-- Start of Data listing --
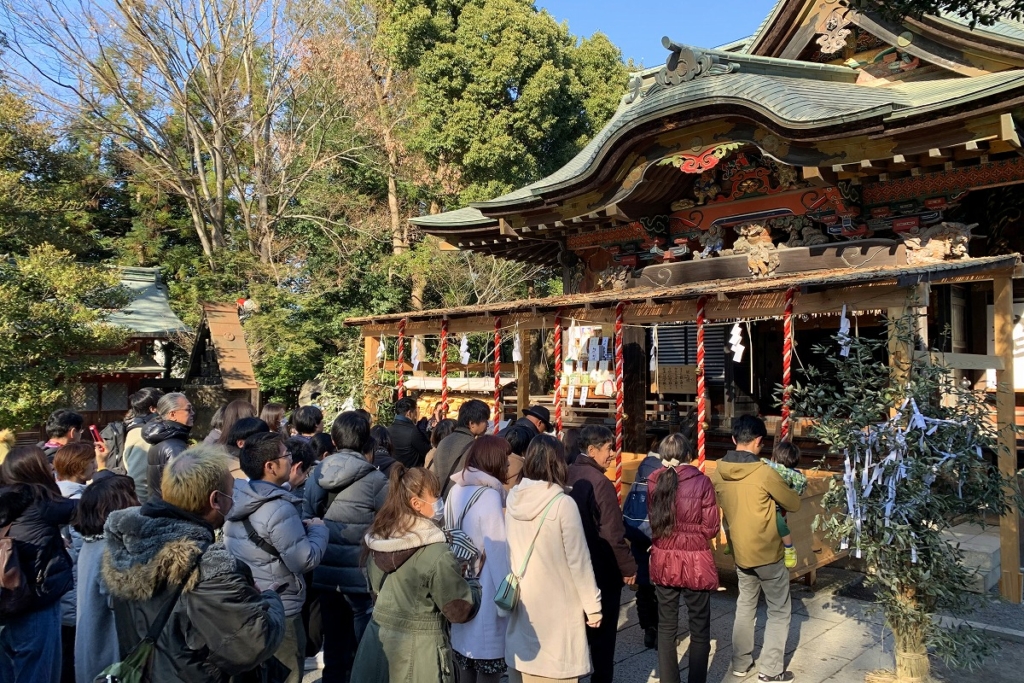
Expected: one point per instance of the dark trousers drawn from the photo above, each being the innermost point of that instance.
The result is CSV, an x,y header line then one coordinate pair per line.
x,y
67,653
344,619
602,639
698,609
646,606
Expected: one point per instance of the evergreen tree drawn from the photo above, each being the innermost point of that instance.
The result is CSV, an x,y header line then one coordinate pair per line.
x,y
918,453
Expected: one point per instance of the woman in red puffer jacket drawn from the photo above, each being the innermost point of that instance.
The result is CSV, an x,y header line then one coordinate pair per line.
x,y
683,518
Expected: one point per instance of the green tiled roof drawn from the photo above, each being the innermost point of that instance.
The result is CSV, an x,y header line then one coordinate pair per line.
x,y
148,314
796,94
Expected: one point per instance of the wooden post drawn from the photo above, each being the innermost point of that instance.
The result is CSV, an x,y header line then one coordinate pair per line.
x,y
523,372
1010,583
371,346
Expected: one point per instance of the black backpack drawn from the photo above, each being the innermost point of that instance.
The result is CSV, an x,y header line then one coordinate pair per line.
x,y
16,595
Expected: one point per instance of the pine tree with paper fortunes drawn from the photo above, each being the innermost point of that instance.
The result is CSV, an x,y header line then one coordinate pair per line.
x,y
913,466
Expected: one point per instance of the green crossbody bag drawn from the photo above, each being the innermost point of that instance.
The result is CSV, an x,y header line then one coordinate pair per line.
x,y
507,596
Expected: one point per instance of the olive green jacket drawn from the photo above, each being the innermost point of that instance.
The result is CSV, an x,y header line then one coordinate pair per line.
x,y
419,589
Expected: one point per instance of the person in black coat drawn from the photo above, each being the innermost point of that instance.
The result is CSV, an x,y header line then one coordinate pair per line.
x,y
410,445
167,437
536,418
32,505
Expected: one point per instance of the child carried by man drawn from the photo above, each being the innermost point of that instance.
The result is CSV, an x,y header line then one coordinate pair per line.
x,y
783,460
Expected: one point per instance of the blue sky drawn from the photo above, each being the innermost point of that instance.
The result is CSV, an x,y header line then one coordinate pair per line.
x,y
637,26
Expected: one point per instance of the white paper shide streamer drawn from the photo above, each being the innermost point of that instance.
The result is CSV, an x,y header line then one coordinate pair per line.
x,y
516,346
736,342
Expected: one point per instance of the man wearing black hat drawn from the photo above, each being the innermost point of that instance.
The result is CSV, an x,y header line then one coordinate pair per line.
x,y
536,418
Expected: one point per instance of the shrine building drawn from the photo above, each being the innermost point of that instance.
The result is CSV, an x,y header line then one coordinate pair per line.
x,y
741,205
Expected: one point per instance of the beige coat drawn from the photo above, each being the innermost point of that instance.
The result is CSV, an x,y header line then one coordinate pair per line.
x,y
547,632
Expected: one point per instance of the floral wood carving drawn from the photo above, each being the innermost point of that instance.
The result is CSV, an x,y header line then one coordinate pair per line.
x,y
833,28
700,161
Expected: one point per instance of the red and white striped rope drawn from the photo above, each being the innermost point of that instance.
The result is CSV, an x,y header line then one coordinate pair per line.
x,y
558,374
443,354
620,406
400,365
498,370
786,361
701,390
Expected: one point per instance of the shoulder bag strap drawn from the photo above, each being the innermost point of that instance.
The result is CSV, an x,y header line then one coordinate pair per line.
x,y
259,541
165,612
456,464
473,499
529,551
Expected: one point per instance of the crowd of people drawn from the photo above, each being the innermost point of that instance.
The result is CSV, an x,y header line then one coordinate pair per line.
x,y
426,550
-- End of Data listing --
_Work to do:_
Recast every line of the material above as a numbered list, skipping any blank lines and leaving the pictures out.

_Problem solution:_
1. Expected: one point per instance of the dark trousers drawn from the photo above, each being the innermost point of that instance.
2. The result is CSV, an x,y header line then one coordinate pair per line.
3. x,y
4. 67,653
5. 344,619
6. 602,639
7. 698,609
8. 646,606
9. Expected: one point per instance of the evergreen tree drawn from the photo above, each being the innermost point of that instance.
10. The result is CSV, an x,y header line then one coordinate pair per line.
11. x,y
12. 918,453
13. Expected: one point per instance of the woman in red puffer jacket drawn from the photo above, each being the innermost point of that instance.
14. The result is CSV, an x,y header line then one coordinate pair per line.
15. x,y
16. 683,518
17. Expected: one point per instance of the green tiled roof drawn from the photo above, each being the innermost point of that instance.
18. The result is CSV, an x,y header line then one coordinate pair per line.
19. x,y
20. 148,314
21. 796,94
22. Expected: one point per instance of the wooden post drawn from the photo above, each being the innermost point of that instance.
23. The result is CSV, an x,y header line then one coordinate pair per line.
24. x,y
25. 523,372
26. 1010,583
27. 371,346
28. Expected: one point per instance of the black backpack drawn from the photo above, each being the innermost point of that instance.
29. The result is CSV, an x,y header line then one coordinate pair per line.
30. x,y
31. 16,595
32. Expected: one point per instance of the pine tree with paper fortunes drawn from the photo above, each being the innermost point of that instance.
33. The result is CSV, an x,y header line then one coordinate pair per line.
34. x,y
35. 913,466
36. Expected: one point per instance of the green crossbody bag drawn from the photo above, each being the innermost point of that instance.
37. The result is CSV, an x,y header line then one coordinate pair per line.
38. x,y
39. 507,596
40. Expected: one point per instance of the olive green jacket drawn from the photo above, each being the innermost point of that instance.
41. The result is CSV, an x,y header line then one coordinate pair per line.
42. x,y
43. 419,589
44. Expected: one point per instance of the person in black coat drawn from the photo above, each being the innermost point of that instance.
45. The result is CSV, an x,y header line then one coordinate pair per line.
46. x,y
47. 410,445
48. 167,437
49. 536,418
50. 32,505
51. Expected: one point per instance of the child carried by man drawn from the photo above, each being the innermost point of that instance.
52. The result is CSV, an x,y header line then one coordinate pair per line.
53. x,y
54. 783,460
55. Expected: one point per instance of the blue sky drawn from the photo above, each being the innermost point of that instance.
56. The result is CSV, an x,y header line then one coordinate pair per line.
57. x,y
58. 637,26
59. Expected: one point per instance of the white paper shide streamer drawn from the photo above, each being the innermost point of that instance.
60. The result is CSV, an x,y header line then one coordinate pair per line.
61. x,y
62. 516,346
63. 736,342
64. Expected: one point per instance of the man wearing black hat drawn from the photo above, each being the innermost point of that instance.
65. The result is CSV, an x,y header line then one coordinate pair per line.
66. x,y
67. 536,418
68. Expected: one point per instance of the shrine building drawn from the photo above, each being the innermost point of that instance.
69. The result is CSV, an x,y header line then one coordinate pair per line.
70. x,y
71. 741,205
72. Expected: one point per instance of the beige coat drawn from the photo above, each being the innermost point of that instance.
73. The result is CSV, an x,y header line then one coordinate pair per line.
74. x,y
75. 547,632
76. Expected: one point per instance of the floral wood carving drawn from the photo above, each being the innermost point of that instance.
77. The result is CSV, an x,y header line then one coordinate pair per line.
78. x,y
79. 833,28
80. 700,161
81. Expected: one point per instance of the red and white striped rope drawn from the photo above, each being the innermost point of that instance.
82. The result is CSV, an x,y header line then one coordinate pair per line.
83. x,y
84. 558,374
85. 443,354
86. 620,406
87. 400,365
88. 498,370
89. 786,361
90. 701,390
91. Expected: one point per instance of the shoulder bag strap drawn from the photo above, each being the innermost point of that instance.
92. The result is CSV, an x,y header line then one coordinate pair per line.
93. x,y
94. 259,541
95. 165,612
96. 456,464
97. 473,499
98. 529,551
99. Expected: one point per instance of the crowd of people drawn from the photo above, each being the innermost point of that instance.
100. The result is CSV, an x,y header line then one coordinate pair per line.
101. x,y
102. 426,550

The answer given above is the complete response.